» **To be done**:
[a] List every personal name that appears in the red diary passage, each written as it appears there.
[b] Answer these questions using the red diary passage:
(i) Under what kind of agreement were Mike and Shirley?
(ii) In which years, according to the passage, would revealing the red diary to Shirley have been natural?
(iii) What is Anne's stated rationale for the purchase of the red diary?
[c] Reproduce word for word the part of the red diary passage starting with "You said, dubiously, that" and going on through "was genuinely Victorian.".

» **Document passage**:
+ + + +

You said, dubiously, that they took no steps to hide the purchase. You now claim you are 'noting both views.'
This won't do.
Revealing to Shirley the existence of the red diary at any time in 1992 or 1993 would not have been "defending themselves from the claim of having hoaxed the scrapbook." It would have been the most natural thing in the world.
Your suggestion is ridiculous and deliberately myopic. They could have revealed the existence of the red diary as part of any normal communication between two collaborators. Mike and Shirley were under contractual agreement to share research.
There were attempts, both by Harrison and later by Skinner, to determine what research Barrett had previously conducted. Mike or Anne could have mentioned the red diary then. There were also attempts, by Shirley and others, to determine if the scrapbook was genuinely Victorian.
Anne's own rationale for the purchase of the red diary is that Barrett wanted to know what a genuine Victorian diary looked like.

+ + + +

» **Information provided**:
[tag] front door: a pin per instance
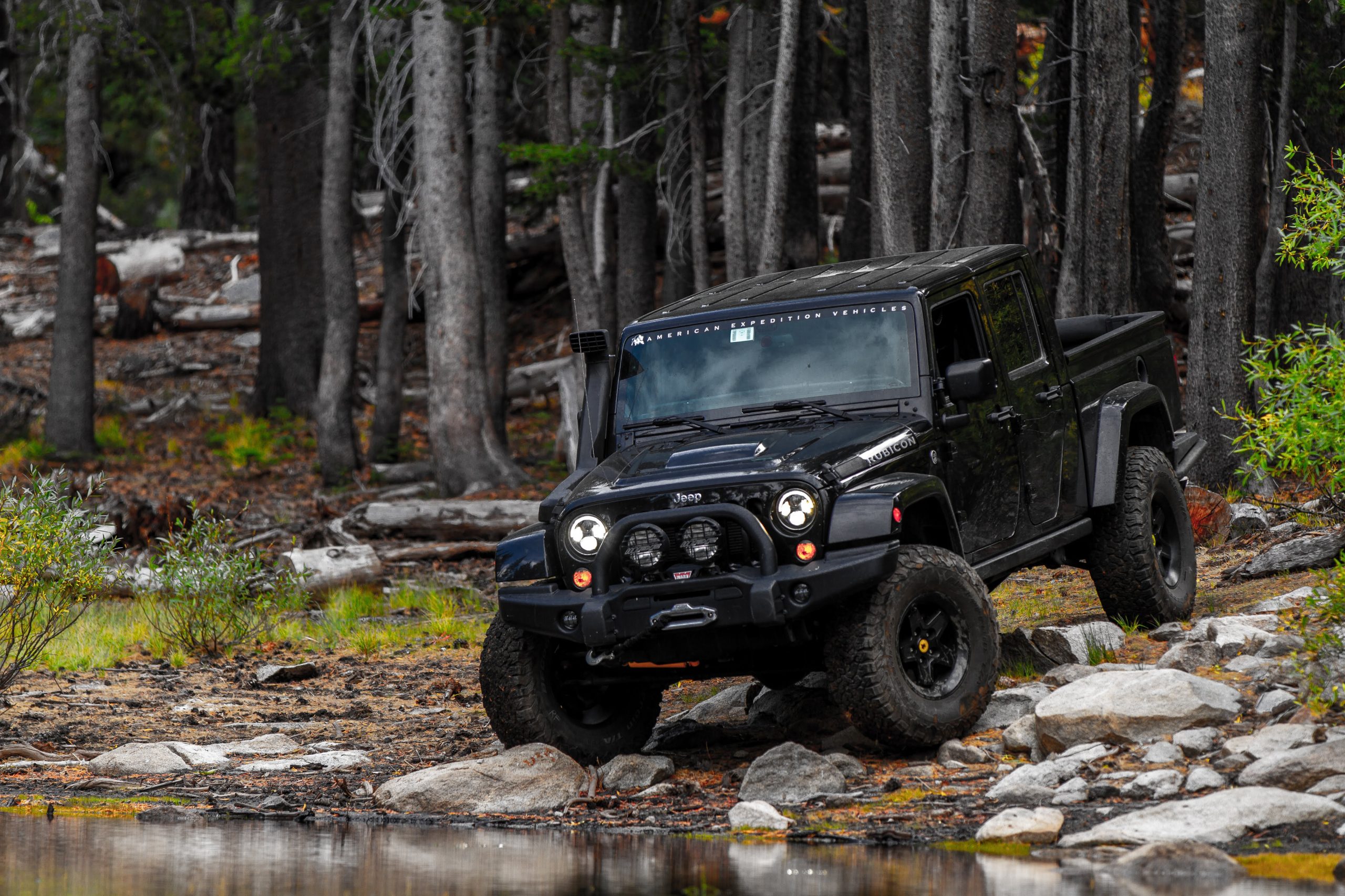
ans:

+ + + +

» **Answer list**:
[a] Shirley, Mike, Harrison, Skinner, Barrett, Anne

[b]
(i) A contractual agreement to share research.
(ii) 1992 or 1993.
(iii) Barrett wanted to know what a genuine Victorian diary looked like.

[c]
You said, dubiously, that they took no steps to hide the purchase. You now claim you are 'noting both views.'
This won't do.
Revealing to Shirley the existence of the red diary at any time in 1992 or 1993 would not have been "defending themselves from the claim of having hoaxed the scrapbook." It would have been the most natural thing in the world.
Your suggestion is ridiculous and deliberately myopic. They could have revealed the existence of the red diary as part of any normal communication between two collaborators. Mike and Shirley were under contractual agreement to share research.
There were attempts, both by Harrison and later by Skinner, to determine what research Barrett had previously conducted. Mike or Anne could have mentioned the red diary then. There were also attempts, by Shirley and others, to determine if the scrapbook was genuinely Victorian.